┏━━

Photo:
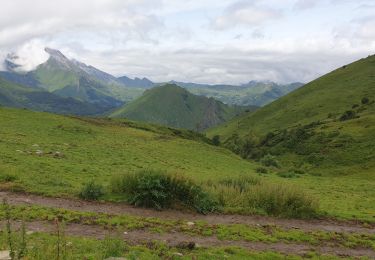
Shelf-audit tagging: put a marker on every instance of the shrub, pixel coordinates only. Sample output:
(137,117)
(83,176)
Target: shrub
(283,201)
(157,189)
(261,170)
(286,174)
(269,160)
(241,184)
(91,191)
(350,114)
(365,100)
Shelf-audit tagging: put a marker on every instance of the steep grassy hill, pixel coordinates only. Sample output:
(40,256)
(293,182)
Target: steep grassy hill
(55,155)
(70,78)
(99,149)
(174,106)
(330,95)
(13,95)
(327,125)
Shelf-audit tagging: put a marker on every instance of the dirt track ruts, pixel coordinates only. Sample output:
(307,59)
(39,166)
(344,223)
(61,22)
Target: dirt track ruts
(121,208)
(176,239)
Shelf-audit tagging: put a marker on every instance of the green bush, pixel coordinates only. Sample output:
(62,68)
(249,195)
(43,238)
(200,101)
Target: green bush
(365,100)
(282,201)
(157,189)
(216,140)
(261,170)
(7,177)
(350,114)
(269,160)
(91,191)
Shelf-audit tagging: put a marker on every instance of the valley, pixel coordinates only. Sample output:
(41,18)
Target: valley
(187,130)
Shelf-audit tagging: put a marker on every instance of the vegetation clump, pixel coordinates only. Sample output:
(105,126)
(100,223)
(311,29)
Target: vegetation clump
(269,160)
(282,201)
(349,114)
(159,190)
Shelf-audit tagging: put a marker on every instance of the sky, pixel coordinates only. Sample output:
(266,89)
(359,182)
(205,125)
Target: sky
(203,41)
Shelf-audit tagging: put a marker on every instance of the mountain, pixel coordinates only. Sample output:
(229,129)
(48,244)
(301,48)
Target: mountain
(71,78)
(174,106)
(327,125)
(254,93)
(14,95)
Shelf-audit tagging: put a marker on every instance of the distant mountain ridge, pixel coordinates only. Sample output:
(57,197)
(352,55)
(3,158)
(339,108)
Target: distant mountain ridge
(256,93)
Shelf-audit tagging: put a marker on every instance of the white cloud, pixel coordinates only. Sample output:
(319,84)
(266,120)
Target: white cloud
(207,41)
(305,4)
(245,13)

┗━━

What this task involves: The whole listing should be retyped word for word; none of its pictures belong in the copy.

Exercise answer:
Photo:
Shelf-audit tagging: put a marker on every instance of the shrub, pixel coordinates only. Sample output:
(137,117)
(83,176)
Target: shrub
(283,201)
(157,189)
(261,170)
(286,174)
(269,160)
(241,184)
(91,191)
(350,114)
(365,100)
Shelf-audit tagging: put a marker on every instance of the steep grassy hill, pixel coordinates only. Sample output:
(40,256)
(293,182)
Target: steep grassy hill
(55,155)
(70,78)
(99,149)
(174,106)
(330,95)
(13,95)
(327,125)
Shelf-audit tagging: put a marker on every instance of the dirt track ruts, pixel coordinates only. Sample output:
(307,59)
(39,166)
(344,223)
(61,22)
Target: dirt track ruts
(121,208)
(176,239)
Shelf-audit tagging: put a marker on every instance of the green bush, pixel coordinates only. Sample output:
(62,68)
(249,195)
(43,238)
(200,101)
Target: green bush
(365,100)
(282,201)
(157,189)
(216,140)
(261,170)
(7,177)
(350,114)
(269,160)
(91,191)
Shelf-audit tagging: put a marker on every instance of the valley, pixel coordinates only. Sample output:
(41,18)
Target: valley
(187,130)
Shelf-audit tagging: put a marker on every instance of the vegetation clump, pixel coordinates only. Sample output:
(105,126)
(100,223)
(311,29)
Target: vegetation clump
(269,160)
(282,201)
(349,114)
(159,190)
Shelf-audit tagging: put a marker on every instance of the sky, pixel coordinates only. Sample output:
(266,89)
(359,182)
(205,125)
Target: sky
(203,41)
Shelf-audit tagging: put a marker on every instance of the mountain, pixel coordinates only. Sample output:
(229,129)
(48,244)
(301,48)
Target: mountain
(71,78)
(174,106)
(327,125)
(254,93)
(14,95)
Shelf-audit tagging: put a marker on every instance of the distant mountain ridge, pixel coordinates only. Sample output:
(57,197)
(352,55)
(3,158)
(339,108)
Target: distant mountain ridge
(256,93)
Shelf-audit tagging: put a marker on every instance of the white cloud, pixel coordinates only. Sample output:
(319,84)
(266,120)
Target: white cloud
(207,41)
(305,4)
(245,13)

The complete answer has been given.